#### What the task requires:
Return every line of the records that contains the word "roof", treating uppercase and lowercase letters as different.

#### Given entries:
******************************
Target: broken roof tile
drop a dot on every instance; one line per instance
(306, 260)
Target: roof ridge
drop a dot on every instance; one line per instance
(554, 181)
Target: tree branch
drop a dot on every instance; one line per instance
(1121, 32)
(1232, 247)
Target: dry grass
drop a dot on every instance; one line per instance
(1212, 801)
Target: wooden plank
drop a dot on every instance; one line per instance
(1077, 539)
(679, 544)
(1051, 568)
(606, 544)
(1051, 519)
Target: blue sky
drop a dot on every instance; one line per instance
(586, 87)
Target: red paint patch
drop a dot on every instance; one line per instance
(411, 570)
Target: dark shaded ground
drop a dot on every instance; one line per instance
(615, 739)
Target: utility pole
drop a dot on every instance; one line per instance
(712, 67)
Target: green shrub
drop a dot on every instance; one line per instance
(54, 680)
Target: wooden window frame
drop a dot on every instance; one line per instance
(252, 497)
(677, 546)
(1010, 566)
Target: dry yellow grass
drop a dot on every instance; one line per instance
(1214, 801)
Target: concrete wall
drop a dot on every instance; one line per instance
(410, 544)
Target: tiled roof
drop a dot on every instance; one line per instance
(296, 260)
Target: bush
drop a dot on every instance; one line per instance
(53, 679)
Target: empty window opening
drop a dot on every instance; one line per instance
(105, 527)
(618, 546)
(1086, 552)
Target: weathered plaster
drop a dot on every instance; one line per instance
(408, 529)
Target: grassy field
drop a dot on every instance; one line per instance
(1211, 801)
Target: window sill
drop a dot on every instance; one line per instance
******************************
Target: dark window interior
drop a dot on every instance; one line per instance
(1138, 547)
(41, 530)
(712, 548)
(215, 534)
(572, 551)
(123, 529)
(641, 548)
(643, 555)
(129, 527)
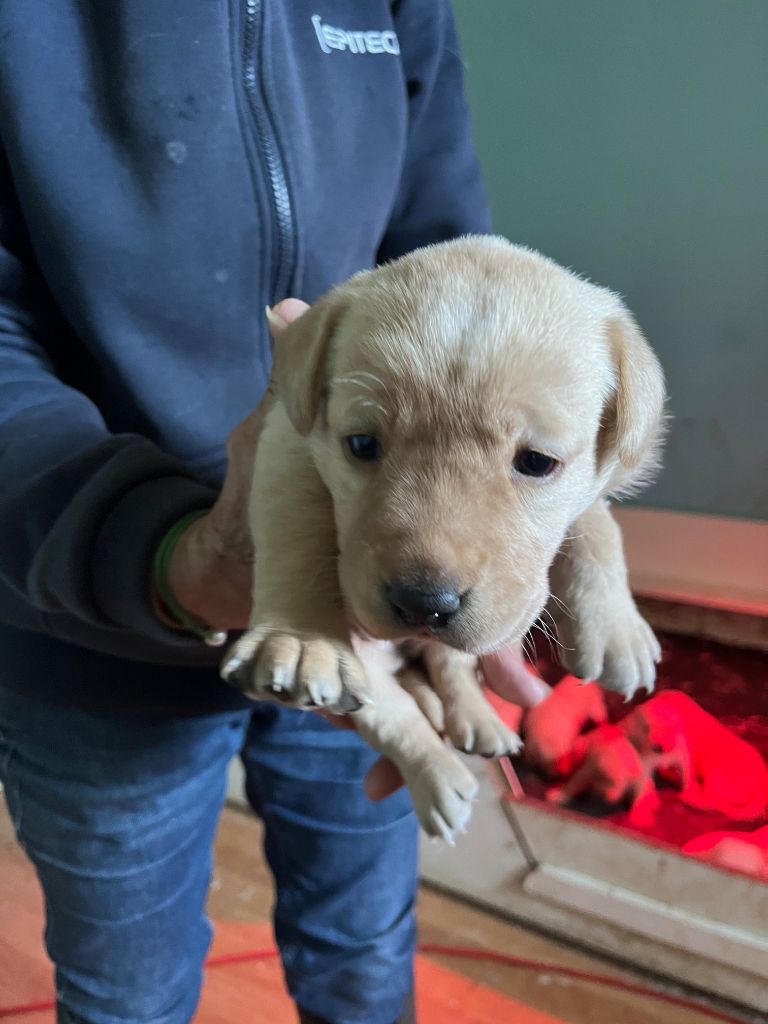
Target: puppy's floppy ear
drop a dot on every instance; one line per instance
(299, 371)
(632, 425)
******************************
#### Exercise output:
Target: broken roof tile
Target: roof ridge
Target: tiled roof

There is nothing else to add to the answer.